#### [Work order]
Produce the listing below again, exactly as shown.

----- Source data

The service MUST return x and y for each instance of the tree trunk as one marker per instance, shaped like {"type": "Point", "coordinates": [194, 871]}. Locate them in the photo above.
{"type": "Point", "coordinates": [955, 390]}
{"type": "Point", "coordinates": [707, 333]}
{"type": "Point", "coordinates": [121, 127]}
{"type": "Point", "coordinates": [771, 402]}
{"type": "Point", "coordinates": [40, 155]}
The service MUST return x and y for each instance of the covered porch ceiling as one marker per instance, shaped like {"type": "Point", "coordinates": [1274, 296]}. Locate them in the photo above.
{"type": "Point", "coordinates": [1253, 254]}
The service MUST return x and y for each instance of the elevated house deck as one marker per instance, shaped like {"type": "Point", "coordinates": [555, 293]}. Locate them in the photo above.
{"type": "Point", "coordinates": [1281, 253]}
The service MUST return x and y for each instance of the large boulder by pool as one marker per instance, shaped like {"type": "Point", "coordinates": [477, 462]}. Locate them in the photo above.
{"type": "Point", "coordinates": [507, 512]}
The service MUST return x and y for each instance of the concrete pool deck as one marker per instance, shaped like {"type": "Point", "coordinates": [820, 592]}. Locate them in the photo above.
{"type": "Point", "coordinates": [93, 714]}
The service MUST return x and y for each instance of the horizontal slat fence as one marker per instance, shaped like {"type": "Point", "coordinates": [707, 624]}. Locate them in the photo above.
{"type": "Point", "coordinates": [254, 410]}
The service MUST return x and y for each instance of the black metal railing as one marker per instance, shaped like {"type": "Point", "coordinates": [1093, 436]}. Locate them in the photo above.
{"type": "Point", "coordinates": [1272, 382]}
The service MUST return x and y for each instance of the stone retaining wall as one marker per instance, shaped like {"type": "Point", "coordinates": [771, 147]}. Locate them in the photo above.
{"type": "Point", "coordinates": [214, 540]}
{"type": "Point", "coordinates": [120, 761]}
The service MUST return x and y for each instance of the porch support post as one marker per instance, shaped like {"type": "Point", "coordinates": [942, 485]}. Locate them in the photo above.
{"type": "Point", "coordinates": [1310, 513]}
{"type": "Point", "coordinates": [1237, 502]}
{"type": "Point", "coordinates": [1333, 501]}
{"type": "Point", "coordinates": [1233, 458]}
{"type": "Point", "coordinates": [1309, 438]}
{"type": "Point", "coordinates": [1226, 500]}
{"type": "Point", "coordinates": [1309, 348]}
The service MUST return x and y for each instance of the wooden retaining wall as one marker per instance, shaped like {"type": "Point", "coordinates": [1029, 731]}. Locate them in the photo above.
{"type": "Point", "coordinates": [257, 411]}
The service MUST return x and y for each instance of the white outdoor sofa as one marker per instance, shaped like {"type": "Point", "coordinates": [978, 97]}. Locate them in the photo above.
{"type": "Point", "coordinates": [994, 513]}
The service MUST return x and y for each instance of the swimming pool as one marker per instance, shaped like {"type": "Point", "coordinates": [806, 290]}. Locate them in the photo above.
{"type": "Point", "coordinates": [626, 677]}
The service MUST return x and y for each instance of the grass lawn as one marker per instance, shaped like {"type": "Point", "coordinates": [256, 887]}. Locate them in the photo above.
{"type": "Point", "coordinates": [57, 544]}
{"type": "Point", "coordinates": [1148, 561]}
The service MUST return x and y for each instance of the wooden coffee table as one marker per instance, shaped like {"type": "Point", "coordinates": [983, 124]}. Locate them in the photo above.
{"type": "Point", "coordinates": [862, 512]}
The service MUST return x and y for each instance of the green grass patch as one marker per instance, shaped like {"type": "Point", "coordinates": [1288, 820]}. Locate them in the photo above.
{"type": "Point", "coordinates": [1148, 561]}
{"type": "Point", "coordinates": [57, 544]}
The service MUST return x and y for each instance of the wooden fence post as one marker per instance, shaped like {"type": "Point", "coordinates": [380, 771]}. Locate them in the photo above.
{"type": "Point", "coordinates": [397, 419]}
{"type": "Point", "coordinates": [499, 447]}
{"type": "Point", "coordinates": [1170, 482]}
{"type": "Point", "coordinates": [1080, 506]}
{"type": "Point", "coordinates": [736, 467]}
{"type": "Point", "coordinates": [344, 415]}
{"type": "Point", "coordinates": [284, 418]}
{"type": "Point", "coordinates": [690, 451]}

----------

#### [Expected answer]
The service MUST return x and y for each instance of the tree trunk as one marker per instance, shaped like {"type": "Point", "coordinates": [194, 871]}. Locate them in the photo above.
{"type": "Point", "coordinates": [955, 390]}
{"type": "Point", "coordinates": [707, 333]}
{"type": "Point", "coordinates": [121, 127]}
{"type": "Point", "coordinates": [771, 402]}
{"type": "Point", "coordinates": [40, 155]}
The service MUST return x and y for each instance of the covered porch ceiling as one marker per instance, shaped like {"type": "Point", "coordinates": [1274, 296]}. Locate them in the photo above.
{"type": "Point", "coordinates": [1253, 254]}
The service MUST return x and y for each instance of the elevated house deck as one marker per instance, shaped like {"type": "Point", "coordinates": [555, 293]}. Locate them in the photo above.
{"type": "Point", "coordinates": [1281, 253]}
The service MUST return x and y for each instance of the large boulder by pool as one marker per instance, shaped like {"type": "Point", "coordinates": [477, 462]}. Locate them in the photo above.
{"type": "Point", "coordinates": [507, 512]}
The service MUST return x and y for each instance of the concrete pool deck as one marker per instance, shaped like {"type": "Point", "coordinates": [820, 592]}. Locate them in the photo above.
{"type": "Point", "coordinates": [93, 714]}
The service MUST return x and y for each instance of the horizontal slat fence as one marker per instance, shaped like {"type": "Point", "coordinates": [707, 624]}. Locate them in the photo above.
{"type": "Point", "coordinates": [254, 410]}
The service MUST return x and y for each instance of the black metal railing as one marker per instance, shaped like {"type": "Point", "coordinates": [1093, 436]}. Locate them in the photo above.
{"type": "Point", "coordinates": [1272, 382]}
The service MUST return x and y for each instance of the stone retaining wall as one marker per instance, shaped like {"type": "Point", "coordinates": [771, 147]}. Locate them in the photo above.
{"type": "Point", "coordinates": [214, 540]}
{"type": "Point", "coordinates": [120, 761]}
The service MUST return x and y for each instance of the porch support post as one marker per instance, shaped like {"type": "Point", "coordinates": [942, 485]}. Locate them in the photo above.
{"type": "Point", "coordinates": [1310, 513]}
{"type": "Point", "coordinates": [1237, 502]}
{"type": "Point", "coordinates": [1333, 501]}
{"type": "Point", "coordinates": [1233, 458]}
{"type": "Point", "coordinates": [1309, 438]}
{"type": "Point", "coordinates": [1226, 500]}
{"type": "Point", "coordinates": [1309, 348]}
The service MUST return x and y for each instance of the wooden retaining wall as one marker per instance, shaped like {"type": "Point", "coordinates": [1029, 731]}. Locate them in the photo above.
{"type": "Point", "coordinates": [257, 411]}
The service MUST return x and y for each instance of the white outdoor sofa as one marker per instance, shaped like {"type": "Point", "coordinates": [978, 97]}. Locate them in the photo above.
{"type": "Point", "coordinates": [994, 513]}
The service MUST return x and y for each instance of the swimming pool as one marker per instance, shaped like {"type": "Point", "coordinates": [806, 290]}. Locate them in the photo above.
{"type": "Point", "coordinates": [626, 677]}
The service MUST return x and y for each instance of the grass lawn as one marker per instance, shaped like {"type": "Point", "coordinates": [256, 887]}. Locate them in the photo above.
{"type": "Point", "coordinates": [57, 544]}
{"type": "Point", "coordinates": [1148, 561]}
The service MUST return x and y for each instance of the wooden coffee table as one marker per instance, shaped like {"type": "Point", "coordinates": [983, 124]}. Locate them in the photo above.
{"type": "Point", "coordinates": [862, 512]}
The service MUST return x and y for each instance of the green grass patch as one marker per instance, shaped like {"type": "Point", "coordinates": [1288, 820]}. Locate them in the photo above.
{"type": "Point", "coordinates": [1148, 561]}
{"type": "Point", "coordinates": [57, 544]}
The service MUST return x and y for each instance of the wooden fence post as one marker per instance, shaped like {"type": "Point", "coordinates": [380, 771]}. Locate them in the photo above.
{"type": "Point", "coordinates": [397, 419]}
{"type": "Point", "coordinates": [499, 447]}
{"type": "Point", "coordinates": [1170, 482]}
{"type": "Point", "coordinates": [1080, 506]}
{"type": "Point", "coordinates": [736, 467]}
{"type": "Point", "coordinates": [344, 415]}
{"type": "Point", "coordinates": [284, 418]}
{"type": "Point", "coordinates": [690, 451]}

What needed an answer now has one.